Aim of the exercise: Exactly the lines from the one containing "Target: concrete wall" to the last line of the records, inclusive, are to be transcribed; include no others.

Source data

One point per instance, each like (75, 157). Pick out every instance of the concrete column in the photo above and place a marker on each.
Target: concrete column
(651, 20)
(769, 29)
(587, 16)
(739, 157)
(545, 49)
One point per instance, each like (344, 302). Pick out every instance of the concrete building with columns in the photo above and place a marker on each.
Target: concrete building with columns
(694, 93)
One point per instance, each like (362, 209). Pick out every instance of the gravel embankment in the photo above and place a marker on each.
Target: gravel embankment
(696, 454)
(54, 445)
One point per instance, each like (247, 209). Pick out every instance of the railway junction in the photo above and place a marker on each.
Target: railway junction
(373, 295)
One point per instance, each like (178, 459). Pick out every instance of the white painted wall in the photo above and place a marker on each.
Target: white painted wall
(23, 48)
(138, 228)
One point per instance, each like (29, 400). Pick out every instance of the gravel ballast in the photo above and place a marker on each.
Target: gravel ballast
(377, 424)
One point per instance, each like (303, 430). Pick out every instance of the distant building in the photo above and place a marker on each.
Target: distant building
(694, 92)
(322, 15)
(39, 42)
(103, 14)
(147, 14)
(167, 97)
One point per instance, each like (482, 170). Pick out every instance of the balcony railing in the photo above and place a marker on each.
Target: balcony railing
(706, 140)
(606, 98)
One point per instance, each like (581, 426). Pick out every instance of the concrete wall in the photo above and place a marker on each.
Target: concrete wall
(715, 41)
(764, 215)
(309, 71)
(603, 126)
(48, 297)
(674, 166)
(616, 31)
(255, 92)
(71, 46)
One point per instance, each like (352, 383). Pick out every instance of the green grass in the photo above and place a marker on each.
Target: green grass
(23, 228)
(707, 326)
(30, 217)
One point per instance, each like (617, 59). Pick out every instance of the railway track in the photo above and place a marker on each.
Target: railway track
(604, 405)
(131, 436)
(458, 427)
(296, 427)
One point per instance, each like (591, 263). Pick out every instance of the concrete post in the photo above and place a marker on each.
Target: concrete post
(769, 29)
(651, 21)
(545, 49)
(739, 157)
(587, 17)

Response to the task:
Target: concrete wall
(715, 41)
(764, 215)
(309, 71)
(603, 126)
(48, 297)
(674, 166)
(616, 31)
(255, 92)
(71, 46)
One point per instance, each like (352, 383). Pick out every instance of the green grass in the photo above and place a marker on each.
Target: green grass
(23, 228)
(707, 326)
(30, 217)
One point per instance, each like (617, 59). Pick out every instance of the railway track in the photo above and place a marker on each.
Target: railway track
(604, 405)
(131, 436)
(458, 427)
(296, 427)
One point per instance, each like (591, 263). Pick out every instance of the concrete post in the photo above and place a marker on each.
Target: concrete post
(769, 29)
(651, 21)
(545, 49)
(739, 157)
(587, 17)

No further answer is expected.